[Start of section]
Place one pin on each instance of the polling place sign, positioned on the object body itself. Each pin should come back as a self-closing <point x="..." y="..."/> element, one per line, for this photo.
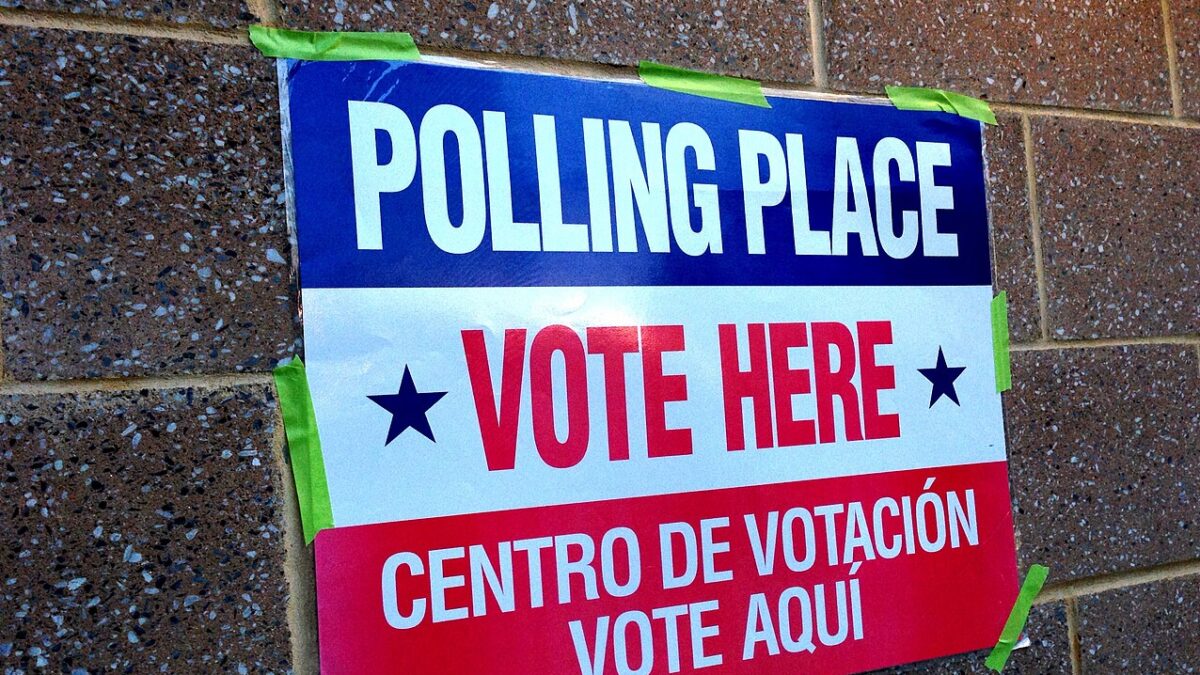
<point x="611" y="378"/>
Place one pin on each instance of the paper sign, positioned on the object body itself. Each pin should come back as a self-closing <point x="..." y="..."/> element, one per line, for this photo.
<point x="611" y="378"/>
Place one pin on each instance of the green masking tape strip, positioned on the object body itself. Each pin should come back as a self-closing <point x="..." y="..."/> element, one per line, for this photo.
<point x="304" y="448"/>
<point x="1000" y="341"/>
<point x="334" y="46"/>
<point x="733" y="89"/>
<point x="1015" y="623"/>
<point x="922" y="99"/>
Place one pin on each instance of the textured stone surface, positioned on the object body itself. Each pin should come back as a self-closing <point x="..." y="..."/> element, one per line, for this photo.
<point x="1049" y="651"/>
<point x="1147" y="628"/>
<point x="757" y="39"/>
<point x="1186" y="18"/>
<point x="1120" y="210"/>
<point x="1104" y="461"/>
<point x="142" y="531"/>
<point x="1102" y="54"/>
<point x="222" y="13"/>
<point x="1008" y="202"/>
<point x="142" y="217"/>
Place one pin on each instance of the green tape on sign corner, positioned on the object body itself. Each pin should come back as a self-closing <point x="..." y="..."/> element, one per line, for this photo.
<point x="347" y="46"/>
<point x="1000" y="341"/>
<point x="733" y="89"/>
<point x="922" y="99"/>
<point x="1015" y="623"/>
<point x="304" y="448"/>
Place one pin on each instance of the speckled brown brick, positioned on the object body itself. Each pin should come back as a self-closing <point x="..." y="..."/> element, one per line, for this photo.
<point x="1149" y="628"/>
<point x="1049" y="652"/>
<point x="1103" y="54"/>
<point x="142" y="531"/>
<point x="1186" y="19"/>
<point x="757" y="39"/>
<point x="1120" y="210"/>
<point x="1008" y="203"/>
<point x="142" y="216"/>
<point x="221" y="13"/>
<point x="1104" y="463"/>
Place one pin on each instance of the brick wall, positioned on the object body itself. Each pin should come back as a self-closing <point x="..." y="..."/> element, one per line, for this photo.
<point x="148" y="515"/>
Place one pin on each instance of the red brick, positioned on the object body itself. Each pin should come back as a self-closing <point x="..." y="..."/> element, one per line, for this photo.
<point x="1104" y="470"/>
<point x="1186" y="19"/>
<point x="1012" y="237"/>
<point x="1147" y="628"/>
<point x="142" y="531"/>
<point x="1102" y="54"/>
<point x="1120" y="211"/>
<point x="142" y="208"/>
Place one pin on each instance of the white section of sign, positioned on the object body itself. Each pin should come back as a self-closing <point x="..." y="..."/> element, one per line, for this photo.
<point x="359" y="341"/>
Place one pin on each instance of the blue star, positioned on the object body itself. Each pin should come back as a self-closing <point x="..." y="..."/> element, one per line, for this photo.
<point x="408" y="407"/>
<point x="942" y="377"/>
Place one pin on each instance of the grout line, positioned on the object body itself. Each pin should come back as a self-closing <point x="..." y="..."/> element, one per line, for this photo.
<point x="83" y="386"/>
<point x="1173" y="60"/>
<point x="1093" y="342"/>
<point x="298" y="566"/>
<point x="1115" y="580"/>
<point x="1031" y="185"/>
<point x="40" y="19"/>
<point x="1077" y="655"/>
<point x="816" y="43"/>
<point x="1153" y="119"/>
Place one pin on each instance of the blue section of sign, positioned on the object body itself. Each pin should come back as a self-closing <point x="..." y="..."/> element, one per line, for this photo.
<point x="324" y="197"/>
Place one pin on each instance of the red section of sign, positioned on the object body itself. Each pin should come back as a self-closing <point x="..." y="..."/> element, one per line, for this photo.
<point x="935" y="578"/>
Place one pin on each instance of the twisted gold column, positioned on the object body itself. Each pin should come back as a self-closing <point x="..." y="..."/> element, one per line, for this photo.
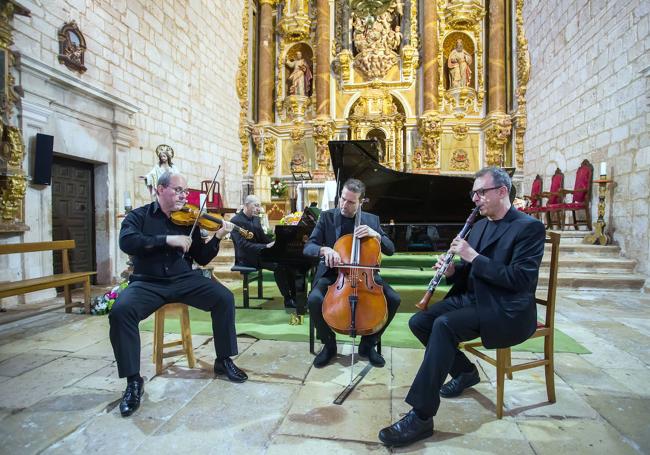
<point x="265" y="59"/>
[End of section]
# [Assignment]
Repeat the records word for word and drop any pictures.

# [Problem solution]
Place one pin on each instance of the polling place sign, positioned on the object body itself. Each pin should come back as a self-closing <point x="..." y="..."/> element, one per line, for this photo.
<point x="611" y="378"/>
Place one pin on each instance of the paper sign, positioned on the object body itself. Each pin should come back as a self-closing <point x="..." y="..."/> element, one per line, for this photo.
<point x="611" y="378"/>
Place one pin on each instance of the green masking tape strip, positioned on the object body itself. Each pin should come back as a self-closing <point x="..." y="..."/> element, one per line, for this photo.
<point x="304" y="448"/>
<point x="1000" y="341"/>
<point x="334" y="46"/>
<point x="733" y="89"/>
<point x="1015" y="623"/>
<point x="922" y="99"/>
Place one pin on each instance of the textured stone surface, positioned on the object body itself. Each pin should come back as a self-closing <point x="..." y="..."/> element, one per line, for this photo.
<point x="1049" y="651"/>
<point x="1147" y="628"/>
<point x="757" y="39"/>
<point x="1186" y="18"/>
<point x="1120" y="210"/>
<point x="1104" y="461"/>
<point x="142" y="531"/>
<point x="1102" y="54"/>
<point x="222" y="13"/>
<point x="1008" y="202"/>
<point x="142" y="217"/>
Place one pin on each instance of the green tape on sign corner, positioned on the object body itself. Each pin should come back as a self-closing <point x="..." y="..."/> element, one per line, for this photo.
<point x="347" y="46"/>
<point x="1000" y="341"/>
<point x="733" y="89"/>
<point x="922" y="99"/>
<point x="1015" y="623"/>
<point x="304" y="448"/>
Place one pin on each instance of the speckled brown brick, positioned on the object body itself. Each pin should come back as a self-closing <point x="..." y="..."/> element, one per line, for this photo.
<point x="1149" y="628"/>
<point x="1049" y="652"/>
<point x="1103" y="54"/>
<point x="142" y="531"/>
<point x="1186" y="19"/>
<point x="757" y="39"/>
<point x="1120" y="210"/>
<point x="1008" y="203"/>
<point x="142" y="216"/>
<point x="221" y="13"/>
<point x="1104" y="463"/>
Place one pin on each instance of the brick wall, positioned on the object body itself. Each pin should come back as a self-closing <point x="..." y="..."/> element, one per line, for this photo.
<point x="148" y="515"/>
Place one pin on each instance of the red brick, positioned on the object body itself. Each pin should come back as a self-closing <point x="..." y="..."/> element, one per line, for this photo.
<point x="1104" y="470"/>
<point x="1186" y="19"/>
<point x="1012" y="237"/>
<point x="1147" y="628"/>
<point x="142" y="531"/>
<point x="1102" y="54"/>
<point x="1120" y="211"/>
<point x="142" y="208"/>
Place one pin on each instance of the white section of sign, positioned on the object body itself. Each pin should come back as a self-closing <point x="..." y="..."/> element, one per line, for this photo.
<point x="359" y="341"/>
Place one pin on each instance of the blue star, positioned on the object body itself. Each pin should come back as a self-closing <point x="..." y="..."/> element, one per line, for this photo.
<point x="408" y="407"/>
<point x="942" y="377"/>
Place one pin on each instance of the grout line, positioned on the object body itself. Each pin should come back as a self-closing <point x="..." y="..."/> element, one per line, for this photo.
<point x="83" y="386"/>
<point x="1173" y="60"/>
<point x="1093" y="342"/>
<point x="298" y="566"/>
<point x="1115" y="580"/>
<point x="1031" y="185"/>
<point x="40" y="19"/>
<point x="1077" y="655"/>
<point x="816" y="43"/>
<point x="1153" y="119"/>
Place one pin on each instance of the blue section of sign, positioned on the object body itself. Each pin should come back as a self-closing <point x="..." y="..."/> element, one per line, for this photo.
<point x="324" y="197"/>
Place one pin on each instance of the red section of sign, positioned on the object body itself. Each pin should come back as a self-closing <point x="..." y="..."/> element, one per line, for this photo.
<point x="935" y="578"/>
Place one pin on each instance of the twisted gold column, positioned on the object body itself. Each pin should come back as a self-closing <point x="..." y="..."/> element, one per line, for this photo.
<point x="265" y="59"/>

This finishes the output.